* **Page text**
****************************************

Site icon SEPA for Corporates

What Is A Payment Factory?

The post “SEPA Compliance, Tick. What Next?” highlights the current status of your SEPA project and provides an overview of what might be considered next. The SEPA conversation has shifted from compliance to one of process improvement. After all, you have done so much to standardise your euro-based payments and direct debit collections, it would be a shame and a waste to stop at that.

‘Payment Factory’ is one of the phrases on the tip of everyone’s tongue right now. Everybody seems to be talking about SEPA and payment factories. But before we get into the details, we ought to know what a payment factory is! , If you ask the simple question what is a payment factory, you’ll get a variety of responses, depending on who you ask.

The intention of this post is to give you a simple overview of What A Payment Factory Is. So when somebody speaks to you about SEPA and payment factories you’ll know exactly what they are speaking about.

What is a Payment Factory?

In short, a Payment Factory is the centralisation of the payments process within an organisation. Easy, eh?

It can’t be that simple…

It is! The complication and confusion arises when we start to speak about what is centralised, and where and how the centralisation occurs. For example, some definitions refer to the centralisation of external payments only, other models refer to all payments within an organisation. Some implement the payment factory process within a Shared Service Centre (SSC), others may centralise the payment process within the organisations Treasury department.

****************************************

* **Information provided**
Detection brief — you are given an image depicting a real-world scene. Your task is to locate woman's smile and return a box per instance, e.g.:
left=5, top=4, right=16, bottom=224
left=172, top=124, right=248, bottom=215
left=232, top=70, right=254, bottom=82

****************************************

* **Required work**
**A)** Summarize the payment factory post in two sentences.
**B)** Duplicate the passage of the payment factory post from "The intention of" up to and including "organisations Treasury department.".
The data is separate material from the payment factory post.

* **Responses in order**
**A)** The SEPA conversation has moved from compliance to process improvement, and the payment factory is a widely discussed idea that people define in different ways. At its simplest, a payment factory is the centralization of an organization's payments process, though definitions differ on what is centralized and where, such as external payments only or all payments, and a Shared Service Centre or the Treasury department.

**B)**
The intention of this post is to give you a simple overview of What A Payment Factory Is. So when somebody speaks to you about SEPA and payment factories you’ll know exactly what they are speaking about.

What is a Payment Factory?

In short, a Payment Factory is the centralisation of the payments process within an organisation. Easy, eh?

It can’t be that simple…

It is! The complication and confusion arises when we start to speak about what is centralised, and where and how the centralisation occurs. For example, some definitions refer to the centralisation of external payments only, other models refer to all payments within an organisation. Some implement the payment factory process within a Shared Service Centre (SSC), others may centralise the payment process within the organisations Treasury department.